(Items from a data source)

────────────────────

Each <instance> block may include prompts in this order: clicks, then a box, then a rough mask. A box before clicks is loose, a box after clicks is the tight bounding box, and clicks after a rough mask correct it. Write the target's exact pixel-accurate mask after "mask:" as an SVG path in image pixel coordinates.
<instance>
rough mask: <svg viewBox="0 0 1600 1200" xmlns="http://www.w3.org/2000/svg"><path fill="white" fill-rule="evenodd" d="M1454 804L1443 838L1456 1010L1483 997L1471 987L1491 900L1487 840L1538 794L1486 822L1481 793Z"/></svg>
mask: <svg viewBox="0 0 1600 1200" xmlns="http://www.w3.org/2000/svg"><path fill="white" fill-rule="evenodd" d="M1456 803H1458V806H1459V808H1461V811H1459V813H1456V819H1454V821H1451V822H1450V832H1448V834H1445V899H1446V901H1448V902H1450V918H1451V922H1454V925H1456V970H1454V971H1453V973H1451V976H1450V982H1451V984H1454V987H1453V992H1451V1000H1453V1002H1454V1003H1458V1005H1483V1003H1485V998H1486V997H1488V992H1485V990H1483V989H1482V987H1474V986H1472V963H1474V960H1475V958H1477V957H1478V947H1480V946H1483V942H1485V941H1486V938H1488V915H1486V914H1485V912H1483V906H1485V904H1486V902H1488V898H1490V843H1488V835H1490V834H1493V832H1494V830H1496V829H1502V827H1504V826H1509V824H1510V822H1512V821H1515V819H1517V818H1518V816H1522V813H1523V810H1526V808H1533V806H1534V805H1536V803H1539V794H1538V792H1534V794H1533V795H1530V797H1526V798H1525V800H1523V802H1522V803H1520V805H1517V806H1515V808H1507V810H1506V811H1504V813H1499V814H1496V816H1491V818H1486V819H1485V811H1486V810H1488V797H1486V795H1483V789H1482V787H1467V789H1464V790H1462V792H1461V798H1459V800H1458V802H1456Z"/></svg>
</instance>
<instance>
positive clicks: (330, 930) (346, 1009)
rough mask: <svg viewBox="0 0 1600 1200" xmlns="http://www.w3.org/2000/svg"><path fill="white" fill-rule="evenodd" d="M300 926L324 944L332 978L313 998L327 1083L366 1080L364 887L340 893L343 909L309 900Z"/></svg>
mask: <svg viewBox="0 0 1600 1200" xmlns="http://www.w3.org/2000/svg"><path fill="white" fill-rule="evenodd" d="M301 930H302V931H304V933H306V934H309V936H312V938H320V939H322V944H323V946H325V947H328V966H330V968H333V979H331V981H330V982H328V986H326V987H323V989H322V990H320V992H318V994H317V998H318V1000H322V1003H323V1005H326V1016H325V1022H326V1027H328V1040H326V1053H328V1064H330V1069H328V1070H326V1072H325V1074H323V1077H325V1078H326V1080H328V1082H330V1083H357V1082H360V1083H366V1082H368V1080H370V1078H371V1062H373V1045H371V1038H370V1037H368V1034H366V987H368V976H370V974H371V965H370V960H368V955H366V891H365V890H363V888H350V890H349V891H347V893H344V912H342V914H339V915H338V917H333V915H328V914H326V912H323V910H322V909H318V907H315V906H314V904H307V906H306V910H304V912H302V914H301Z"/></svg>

────────────────────

**PROBLEM REQUIREMENTS:** List each line in the entries above that contains the string "clicks".

**SOLUTION FOR THIS EXERCISE:**
Each <instance> block may include prompts in this order: clicks, then a box, then a rough mask. A box before clicks is loose, a box after clicks is the tight bounding box, and clicks after a rough mask correct it. Write the target's exact pixel-accurate mask after "mask:" as an SVG path in image pixel coordinates.
positive clicks: (330, 930) (346, 1009)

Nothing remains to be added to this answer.